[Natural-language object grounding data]
════════

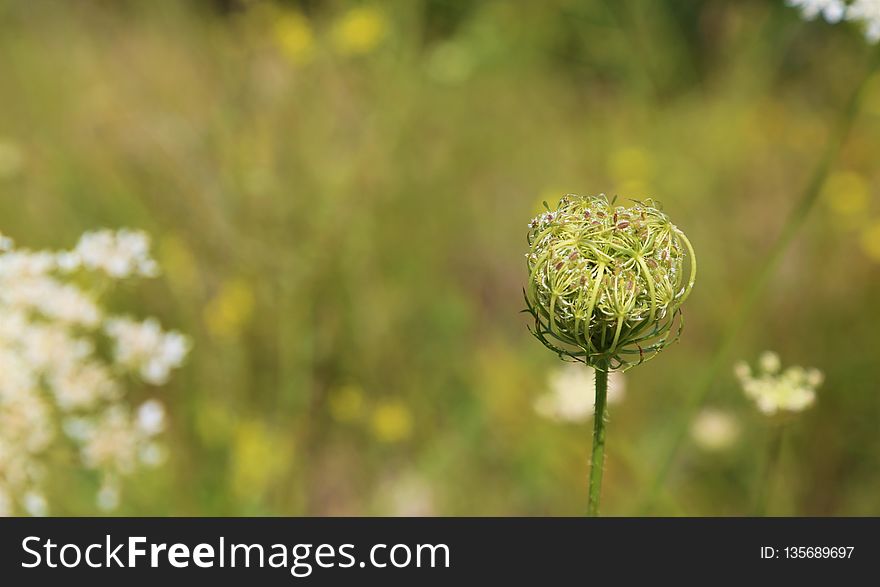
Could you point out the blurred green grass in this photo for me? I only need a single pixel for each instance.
(339, 196)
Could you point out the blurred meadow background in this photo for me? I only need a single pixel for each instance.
(338, 196)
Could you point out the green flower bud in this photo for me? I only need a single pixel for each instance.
(606, 282)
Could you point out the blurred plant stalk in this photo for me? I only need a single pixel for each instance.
(767, 479)
(758, 284)
(597, 463)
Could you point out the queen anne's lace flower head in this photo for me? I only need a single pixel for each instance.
(606, 282)
(52, 372)
(777, 391)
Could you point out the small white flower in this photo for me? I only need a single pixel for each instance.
(151, 417)
(572, 393)
(775, 391)
(866, 12)
(715, 430)
(35, 504)
(108, 496)
(831, 10)
(770, 362)
(146, 348)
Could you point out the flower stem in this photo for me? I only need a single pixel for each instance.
(771, 464)
(761, 278)
(597, 464)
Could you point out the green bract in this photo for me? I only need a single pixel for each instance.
(606, 282)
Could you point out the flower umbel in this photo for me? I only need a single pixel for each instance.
(606, 282)
(776, 391)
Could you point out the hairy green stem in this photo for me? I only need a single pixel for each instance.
(597, 464)
(792, 226)
(764, 488)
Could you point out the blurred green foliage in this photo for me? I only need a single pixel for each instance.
(339, 196)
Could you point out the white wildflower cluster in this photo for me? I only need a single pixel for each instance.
(864, 12)
(572, 393)
(775, 390)
(62, 361)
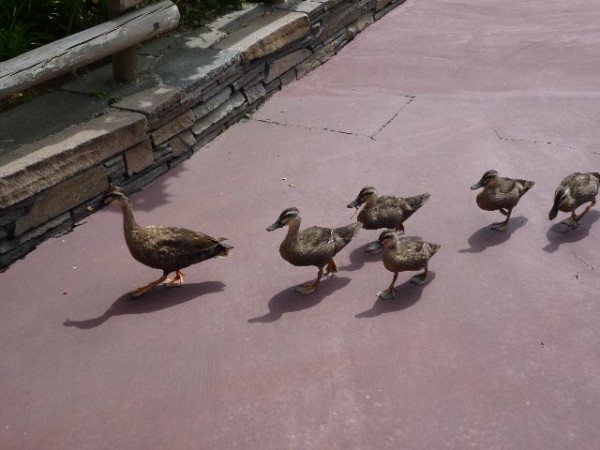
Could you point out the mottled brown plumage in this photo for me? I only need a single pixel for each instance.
(385, 211)
(401, 255)
(500, 194)
(313, 246)
(169, 249)
(573, 191)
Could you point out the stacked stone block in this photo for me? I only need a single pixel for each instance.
(50, 185)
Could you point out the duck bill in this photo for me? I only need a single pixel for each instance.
(274, 226)
(355, 203)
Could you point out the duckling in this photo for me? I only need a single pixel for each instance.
(401, 255)
(167, 248)
(313, 246)
(500, 193)
(385, 212)
(572, 192)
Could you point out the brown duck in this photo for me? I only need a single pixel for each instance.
(572, 192)
(401, 255)
(313, 246)
(500, 193)
(385, 211)
(169, 249)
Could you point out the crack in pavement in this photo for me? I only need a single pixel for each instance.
(533, 141)
(410, 99)
(331, 130)
(583, 261)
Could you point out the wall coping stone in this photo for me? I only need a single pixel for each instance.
(192, 86)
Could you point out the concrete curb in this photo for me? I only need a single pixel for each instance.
(193, 86)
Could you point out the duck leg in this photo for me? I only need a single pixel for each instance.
(374, 248)
(420, 279)
(571, 222)
(390, 292)
(501, 226)
(177, 280)
(331, 268)
(587, 210)
(148, 287)
(309, 288)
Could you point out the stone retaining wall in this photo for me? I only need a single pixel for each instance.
(48, 186)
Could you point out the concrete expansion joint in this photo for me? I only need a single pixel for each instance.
(403, 108)
(191, 86)
(329, 130)
(543, 142)
(583, 261)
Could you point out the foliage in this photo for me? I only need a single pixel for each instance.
(27, 24)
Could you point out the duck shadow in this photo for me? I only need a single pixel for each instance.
(153, 301)
(486, 237)
(560, 233)
(407, 294)
(288, 301)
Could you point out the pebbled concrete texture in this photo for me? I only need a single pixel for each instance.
(498, 350)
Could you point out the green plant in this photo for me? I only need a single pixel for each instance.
(27, 24)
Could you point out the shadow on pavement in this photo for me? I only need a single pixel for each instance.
(407, 294)
(559, 233)
(156, 300)
(486, 237)
(288, 301)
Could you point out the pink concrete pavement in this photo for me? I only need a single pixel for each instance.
(498, 350)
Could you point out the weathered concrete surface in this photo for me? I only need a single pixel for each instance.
(266, 35)
(498, 350)
(51, 160)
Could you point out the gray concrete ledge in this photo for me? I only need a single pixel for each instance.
(59, 153)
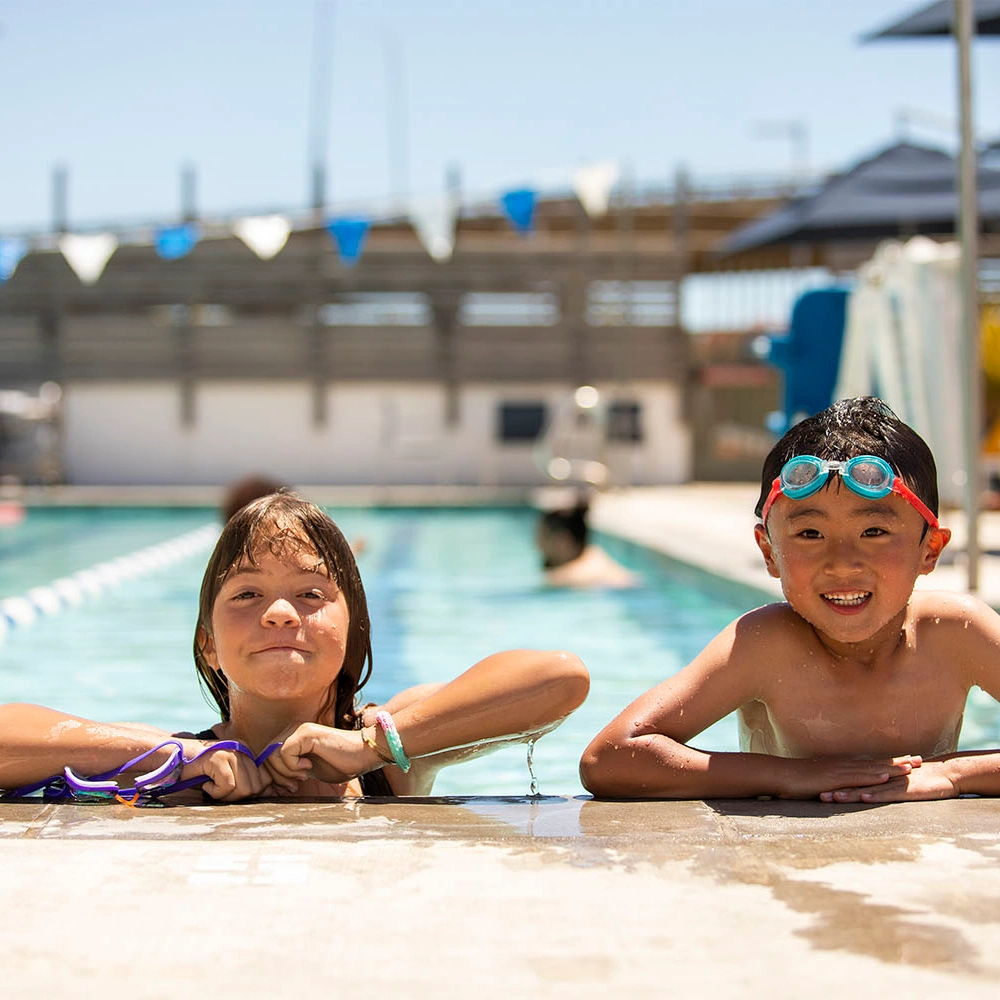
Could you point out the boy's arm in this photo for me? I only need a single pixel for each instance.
(644, 752)
(975, 645)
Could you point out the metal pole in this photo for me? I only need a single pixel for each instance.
(968, 232)
(319, 118)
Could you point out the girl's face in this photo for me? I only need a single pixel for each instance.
(279, 629)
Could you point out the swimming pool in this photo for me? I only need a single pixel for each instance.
(445, 588)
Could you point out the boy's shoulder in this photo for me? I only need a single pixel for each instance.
(771, 625)
(947, 605)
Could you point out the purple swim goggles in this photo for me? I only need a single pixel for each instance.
(162, 780)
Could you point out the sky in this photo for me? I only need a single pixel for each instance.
(397, 93)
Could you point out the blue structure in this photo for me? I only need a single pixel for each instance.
(809, 354)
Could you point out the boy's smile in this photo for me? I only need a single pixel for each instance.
(847, 564)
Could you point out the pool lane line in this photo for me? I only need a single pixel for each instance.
(49, 599)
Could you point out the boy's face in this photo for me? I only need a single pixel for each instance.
(847, 564)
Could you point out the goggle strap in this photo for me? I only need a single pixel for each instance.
(915, 502)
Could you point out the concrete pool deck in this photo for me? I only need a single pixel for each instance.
(505, 897)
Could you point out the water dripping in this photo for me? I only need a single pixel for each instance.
(533, 788)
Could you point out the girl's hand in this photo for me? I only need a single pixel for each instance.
(824, 777)
(314, 751)
(232, 776)
(931, 781)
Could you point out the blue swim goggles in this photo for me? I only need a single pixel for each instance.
(866, 475)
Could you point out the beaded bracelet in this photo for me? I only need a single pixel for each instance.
(384, 720)
(376, 749)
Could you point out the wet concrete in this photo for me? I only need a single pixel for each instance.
(552, 896)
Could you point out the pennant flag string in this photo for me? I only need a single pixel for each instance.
(173, 242)
(88, 255)
(519, 207)
(266, 235)
(12, 250)
(348, 237)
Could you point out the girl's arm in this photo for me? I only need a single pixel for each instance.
(37, 742)
(509, 697)
(644, 751)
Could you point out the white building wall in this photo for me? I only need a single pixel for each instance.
(391, 433)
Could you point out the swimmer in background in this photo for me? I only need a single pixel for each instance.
(282, 646)
(854, 688)
(570, 559)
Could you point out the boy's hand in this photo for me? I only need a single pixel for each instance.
(314, 751)
(826, 776)
(931, 781)
(231, 775)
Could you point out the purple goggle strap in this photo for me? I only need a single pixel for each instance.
(152, 784)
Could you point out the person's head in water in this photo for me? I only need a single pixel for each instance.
(286, 527)
(243, 491)
(563, 535)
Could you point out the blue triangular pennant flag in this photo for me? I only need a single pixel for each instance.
(176, 241)
(349, 237)
(519, 207)
(11, 252)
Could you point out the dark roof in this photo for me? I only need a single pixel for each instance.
(938, 19)
(904, 189)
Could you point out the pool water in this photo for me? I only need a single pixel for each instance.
(445, 588)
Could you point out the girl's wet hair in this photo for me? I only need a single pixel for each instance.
(271, 524)
(851, 427)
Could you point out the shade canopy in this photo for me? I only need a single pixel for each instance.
(939, 18)
(903, 190)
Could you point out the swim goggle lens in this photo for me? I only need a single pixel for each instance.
(866, 475)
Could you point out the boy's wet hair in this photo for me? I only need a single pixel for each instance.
(271, 524)
(852, 427)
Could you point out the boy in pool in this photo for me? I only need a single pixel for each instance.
(570, 559)
(853, 690)
(283, 646)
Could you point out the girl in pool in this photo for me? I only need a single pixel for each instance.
(282, 645)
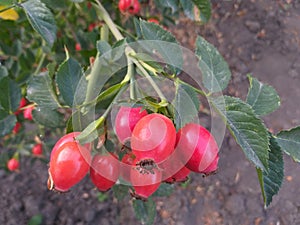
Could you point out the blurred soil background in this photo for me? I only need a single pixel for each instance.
(261, 37)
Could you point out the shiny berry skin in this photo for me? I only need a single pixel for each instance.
(126, 119)
(28, 112)
(180, 176)
(173, 169)
(126, 166)
(198, 148)
(153, 20)
(145, 181)
(77, 47)
(104, 172)
(17, 128)
(153, 138)
(68, 166)
(13, 164)
(22, 103)
(37, 150)
(70, 137)
(131, 6)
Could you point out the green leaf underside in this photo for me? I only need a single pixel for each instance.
(215, 70)
(90, 133)
(40, 90)
(263, 98)
(10, 94)
(41, 19)
(169, 51)
(247, 129)
(205, 9)
(145, 211)
(271, 181)
(289, 141)
(7, 123)
(48, 117)
(164, 190)
(186, 104)
(71, 83)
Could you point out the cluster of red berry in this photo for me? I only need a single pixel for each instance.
(37, 150)
(155, 153)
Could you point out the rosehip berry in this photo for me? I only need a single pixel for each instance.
(104, 171)
(17, 128)
(132, 6)
(198, 148)
(28, 112)
(23, 102)
(68, 166)
(70, 137)
(145, 178)
(174, 170)
(126, 166)
(77, 47)
(153, 138)
(91, 27)
(126, 120)
(37, 149)
(13, 164)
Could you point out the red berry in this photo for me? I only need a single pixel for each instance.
(91, 27)
(174, 170)
(70, 137)
(37, 150)
(198, 148)
(145, 178)
(153, 138)
(22, 103)
(13, 164)
(132, 6)
(77, 47)
(126, 120)
(126, 166)
(28, 112)
(17, 128)
(104, 171)
(153, 20)
(68, 166)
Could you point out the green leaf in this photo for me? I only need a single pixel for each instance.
(36, 220)
(247, 129)
(271, 181)
(120, 191)
(205, 9)
(10, 94)
(106, 97)
(289, 141)
(48, 117)
(7, 123)
(215, 70)
(71, 82)
(40, 90)
(3, 72)
(186, 105)
(41, 19)
(164, 190)
(145, 211)
(263, 98)
(164, 43)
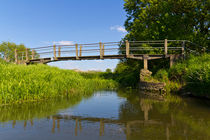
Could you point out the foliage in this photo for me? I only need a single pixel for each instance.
(193, 73)
(7, 51)
(20, 83)
(160, 19)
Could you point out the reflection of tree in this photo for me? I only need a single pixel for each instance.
(42, 109)
(145, 106)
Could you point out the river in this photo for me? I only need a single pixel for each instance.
(107, 115)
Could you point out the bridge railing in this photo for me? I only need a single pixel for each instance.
(101, 49)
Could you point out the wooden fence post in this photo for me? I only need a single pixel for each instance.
(27, 57)
(166, 47)
(183, 48)
(171, 60)
(76, 46)
(54, 47)
(16, 56)
(80, 51)
(33, 54)
(127, 48)
(101, 50)
(59, 51)
(145, 58)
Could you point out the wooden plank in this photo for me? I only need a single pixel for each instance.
(54, 47)
(80, 51)
(33, 54)
(127, 48)
(145, 57)
(27, 57)
(183, 48)
(171, 60)
(59, 51)
(101, 51)
(76, 47)
(166, 47)
(16, 57)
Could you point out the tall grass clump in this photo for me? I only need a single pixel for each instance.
(19, 83)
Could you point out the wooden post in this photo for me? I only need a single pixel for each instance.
(54, 47)
(145, 58)
(171, 60)
(59, 51)
(101, 132)
(80, 51)
(127, 48)
(166, 47)
(16, 56)
(76, 46)
(33, 54)
(76, 126)
(27, 58)
(101, 50)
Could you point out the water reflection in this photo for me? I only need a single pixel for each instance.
(138, 118)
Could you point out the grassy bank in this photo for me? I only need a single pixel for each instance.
(19, 83)
(193, 75)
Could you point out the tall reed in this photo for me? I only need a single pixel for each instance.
(19, 83)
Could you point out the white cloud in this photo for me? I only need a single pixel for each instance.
(63, 42)
(118, 28)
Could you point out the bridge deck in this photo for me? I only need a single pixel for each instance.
(141, 50)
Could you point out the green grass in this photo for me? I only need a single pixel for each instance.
(193, 74)
(19, 83)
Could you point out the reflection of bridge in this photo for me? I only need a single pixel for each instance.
(142, 50)
(130, 126)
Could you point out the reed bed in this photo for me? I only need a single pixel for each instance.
(20, 83)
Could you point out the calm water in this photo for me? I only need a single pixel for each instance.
(107, 115)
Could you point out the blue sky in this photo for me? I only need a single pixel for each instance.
(38, 23)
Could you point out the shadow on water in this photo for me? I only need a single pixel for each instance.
(133, 117)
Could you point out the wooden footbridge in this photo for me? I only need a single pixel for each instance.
(141, 50)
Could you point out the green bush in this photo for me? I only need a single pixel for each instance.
(19, 83)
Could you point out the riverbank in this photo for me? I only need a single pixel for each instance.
(191, 76)
(19, 83)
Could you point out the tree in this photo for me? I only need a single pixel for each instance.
(7, 51)
(159, 20)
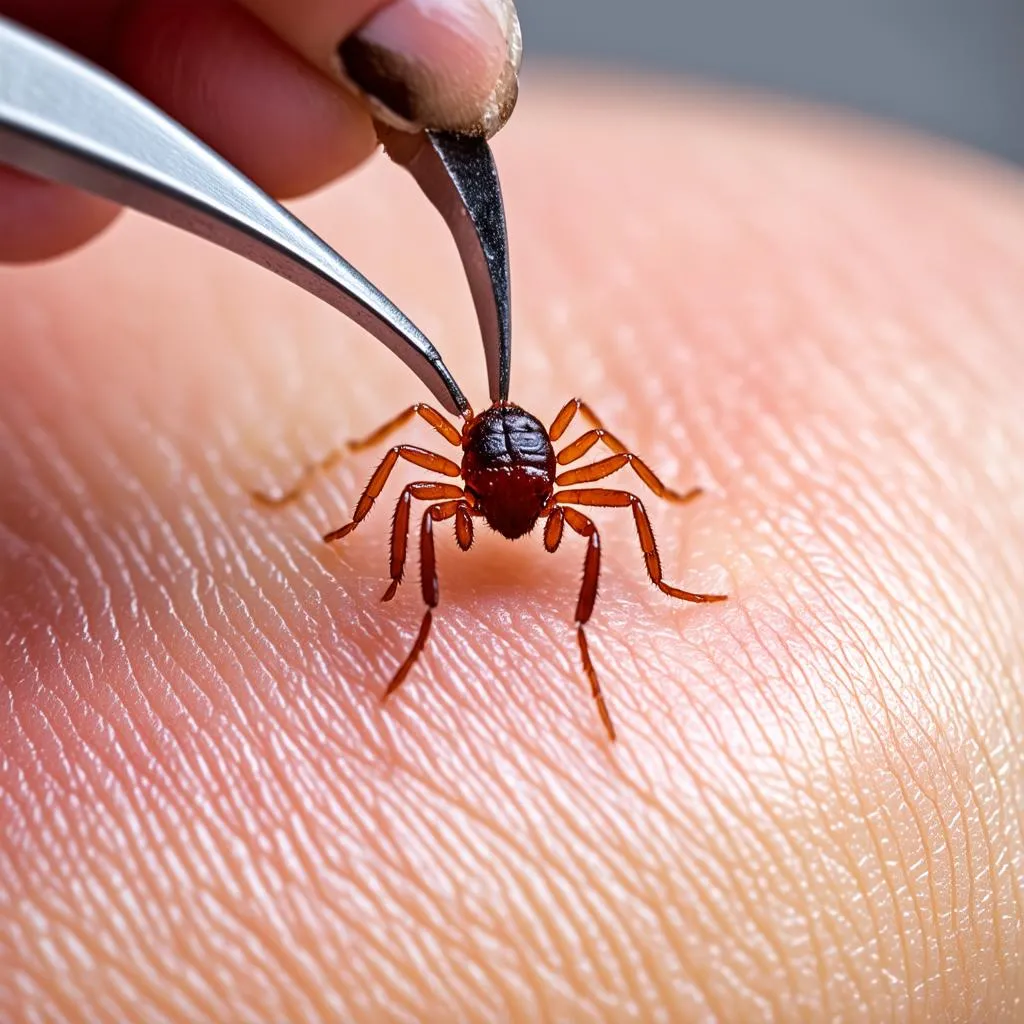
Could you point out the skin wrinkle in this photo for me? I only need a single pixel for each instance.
(842, 707)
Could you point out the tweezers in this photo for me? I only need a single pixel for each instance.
(64, 119)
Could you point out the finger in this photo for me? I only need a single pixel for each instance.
(39, 219)
(225, 76)
(451, 65)
(812, 808)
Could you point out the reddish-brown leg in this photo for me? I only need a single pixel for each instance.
(427, 413)
(601, 498)
(566, 416)
(428, 585)
(452, 434)
(419, 457)
(399, 525)
(588, 592)
(605, 467)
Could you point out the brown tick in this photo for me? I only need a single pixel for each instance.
(510, 473)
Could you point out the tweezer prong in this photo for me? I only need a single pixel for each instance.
(458, 174)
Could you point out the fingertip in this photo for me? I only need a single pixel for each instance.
(40, 220)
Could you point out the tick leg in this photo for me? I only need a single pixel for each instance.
(464, 526)
(428, 585)
(567, 414)
(588, 592)
(600, 498)
(295, 492)
(399, 526)
(419, 457)
(605, 467)
(428, 413)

════════

WHAT IS NEEDED: Copy out the lines beginning at the one that contains "Could you point out the finger in". Stop at the final line of the data, and include it.

ANSWER TO THIS TASK:
Could you point out the finger in this photo for me? I only need a single pixel for each instance.
(39, 219)
(225, 76)
(451, 65)
(812, 808)
Could you point out the reddish-brown leg in this photo for me? I only need a single pixel for each instance.
(427, 413)
(601, 498)
(566, 416)
(428, 585)
(452, 434)
(419, 457)
(399, 525)
(588, 592)
(605, 467)
Could you point out the brown tick in this photo for me? I only need a single pixel for each instance.
(510, 473)
Could you point out the tweezer prong in this photo for me? I only need a single pixel for each instance.
(458, 174)
Could you point out the fingertip in this photo for me? I only need a single pixel for each instance.
(40, 220)
Could you point out the tick leg in this photo for me? I only need a single pixel for each instance.
(464, 526)
(428, 585)
(567, 414)
(588, 592)
(600, 498)
(295, 492)
(399, 526)
(419, 457)
(605, 467)
(428, 413)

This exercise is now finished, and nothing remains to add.